- _INSTRUCTIONS TO FOLLOW_
Which lines of the records contain the word "after"? Show each of them.

- _PROVIDED RECORDS_
++++++++
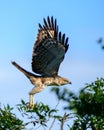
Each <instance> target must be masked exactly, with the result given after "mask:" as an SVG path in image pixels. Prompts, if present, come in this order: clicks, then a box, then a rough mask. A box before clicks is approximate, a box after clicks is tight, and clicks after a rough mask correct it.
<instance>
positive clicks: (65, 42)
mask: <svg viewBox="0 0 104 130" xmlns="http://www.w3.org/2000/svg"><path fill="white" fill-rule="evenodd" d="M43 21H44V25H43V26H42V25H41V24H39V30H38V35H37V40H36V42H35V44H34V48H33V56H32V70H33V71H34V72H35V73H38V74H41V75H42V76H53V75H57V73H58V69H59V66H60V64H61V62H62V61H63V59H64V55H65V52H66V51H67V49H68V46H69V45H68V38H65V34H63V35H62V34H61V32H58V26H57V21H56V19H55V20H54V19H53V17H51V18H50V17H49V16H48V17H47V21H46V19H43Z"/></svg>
++++++++
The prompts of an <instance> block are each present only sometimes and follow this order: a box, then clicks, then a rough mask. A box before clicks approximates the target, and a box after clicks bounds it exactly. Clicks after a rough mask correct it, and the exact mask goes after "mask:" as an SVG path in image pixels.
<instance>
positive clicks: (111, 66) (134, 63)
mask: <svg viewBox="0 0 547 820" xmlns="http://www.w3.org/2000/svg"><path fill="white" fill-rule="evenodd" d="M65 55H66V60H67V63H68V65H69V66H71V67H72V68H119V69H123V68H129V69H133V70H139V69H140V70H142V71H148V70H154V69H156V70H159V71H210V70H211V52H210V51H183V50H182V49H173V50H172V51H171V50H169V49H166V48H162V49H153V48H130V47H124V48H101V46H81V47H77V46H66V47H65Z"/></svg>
++++++++
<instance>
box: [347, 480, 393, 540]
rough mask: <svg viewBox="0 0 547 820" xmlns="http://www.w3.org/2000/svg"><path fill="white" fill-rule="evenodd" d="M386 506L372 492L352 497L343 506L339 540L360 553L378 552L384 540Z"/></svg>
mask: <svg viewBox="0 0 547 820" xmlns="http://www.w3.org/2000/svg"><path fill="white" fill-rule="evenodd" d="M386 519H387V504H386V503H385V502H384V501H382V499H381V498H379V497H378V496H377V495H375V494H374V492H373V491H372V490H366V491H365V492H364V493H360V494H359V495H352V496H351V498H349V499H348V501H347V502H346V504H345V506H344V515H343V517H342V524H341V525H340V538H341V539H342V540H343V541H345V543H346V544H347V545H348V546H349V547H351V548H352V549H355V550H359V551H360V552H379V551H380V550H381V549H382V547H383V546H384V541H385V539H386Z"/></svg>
++++++++
- _TASK ANSWER_
Each <instance> target must be masked exactly, with the result given after "mask:" as an SVG path in image pixels. Prompts, if present, come in this order: clicks, then a box, then a rough mask. A box before clicks is approximate, a box after clicks is tight, and clicks after a rough mask correct it.
The prompts of an <instance> block are each present only sometimes and follow this order: a box, then clicks, then a rough mask. A box before clicks approximates the target, and a box after clicks bounds it exactly. Clicks after a rough mask correct it, and the exact mask goes after "mask:" as an SVG path in image pixels.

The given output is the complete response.